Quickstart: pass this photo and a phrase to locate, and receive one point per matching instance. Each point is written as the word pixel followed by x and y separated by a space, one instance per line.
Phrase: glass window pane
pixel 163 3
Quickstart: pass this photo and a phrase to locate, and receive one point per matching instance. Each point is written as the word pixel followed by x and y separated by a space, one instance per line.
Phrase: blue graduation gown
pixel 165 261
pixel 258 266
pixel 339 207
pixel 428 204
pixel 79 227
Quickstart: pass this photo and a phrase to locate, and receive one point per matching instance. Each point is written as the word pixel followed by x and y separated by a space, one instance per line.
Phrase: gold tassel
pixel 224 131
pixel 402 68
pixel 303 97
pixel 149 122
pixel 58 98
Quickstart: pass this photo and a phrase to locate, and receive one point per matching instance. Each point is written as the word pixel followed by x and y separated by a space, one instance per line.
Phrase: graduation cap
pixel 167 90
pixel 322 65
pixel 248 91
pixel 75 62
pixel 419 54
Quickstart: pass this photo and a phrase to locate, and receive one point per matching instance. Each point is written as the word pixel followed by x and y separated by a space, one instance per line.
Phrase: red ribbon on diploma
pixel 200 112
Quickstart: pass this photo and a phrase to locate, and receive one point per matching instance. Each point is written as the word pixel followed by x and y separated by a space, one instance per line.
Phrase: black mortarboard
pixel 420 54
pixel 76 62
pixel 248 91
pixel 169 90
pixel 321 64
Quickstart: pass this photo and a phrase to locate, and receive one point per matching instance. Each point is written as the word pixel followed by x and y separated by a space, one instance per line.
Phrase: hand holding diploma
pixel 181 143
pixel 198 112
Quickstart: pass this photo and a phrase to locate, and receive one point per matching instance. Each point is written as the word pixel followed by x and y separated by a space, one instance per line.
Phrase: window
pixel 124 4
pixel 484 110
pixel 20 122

========================================

_Task statement_
All of the entries should be output exactly as they appear above.

_Task response_
Quickstart: pass this photo and a phrase to locate, and receive one point per matching instance. Each point is written as the word pixel followed by x and y separated by a space, one instance per line.
Phrase: glass window pane
pixel 163 3
Quickstart: pass this photo and a phrase to locate, and receive one point per matching instance. Each point is written as the word pixel followed by x and y separated by a space, one instance per line.
Phrase: blue graduation gown
pixel 165 261
pixel 258 266
pixel 339 207
pixel 428 204
pixel 79 227
Quickstart: pass this photo and a phrase to locate, and receive one point per matching instance. Each point is written as the word pixel followed by x and y separated by a space, one instance per line.
Phrase: gold tassel
pixel 224 131
pixel 402 68
pixel 303 97
pixel 149 122
pixel 58 98
Quickstart: pass this photo and a phrase to locate, and receive one point per matching instance. Each point is written as the word pixel followed by x and y separated by a space, one instance per line.
Phrase: graduation cap
pixel 167 90
pixel 322 65
pixel 248 91
pixel 75 62
pixel 419 54
Quickstart: pass this photo and a phrase to locate, and receive one point per matching instance. Each point is written as the word pixel followed by x and y separated by a space, one instance per line.
Phrase: red ribbon on diploma
pixel 200 112
Quickstart: pass this photo and a phrase to locate, and receive one point per matching instance. Each point is written as the word pixel followed by x and y separated by a space, one instance per line.
Phrase: black mortarboard
pixel 420 54
pixel 76 62
pixel 248 91
pixel 169 90
pixel 321 64
Quickstart: pass this photo and a phrase to locate, and receive one point per matching instance. Each point is written as the word pixel followed by x and y separated by a space, one instance per line.
Phrase: hand holding diploma
pixel 181 143
pixel 198 112
Quickstart: pass this photo and a phrase to locate, and receive one point per matching instance. Each point is written as the word pixel followed by x and y separated by a space, one instance per line.
Phrase: window
pixel 124 4
pixel 484 110
pixel 20 122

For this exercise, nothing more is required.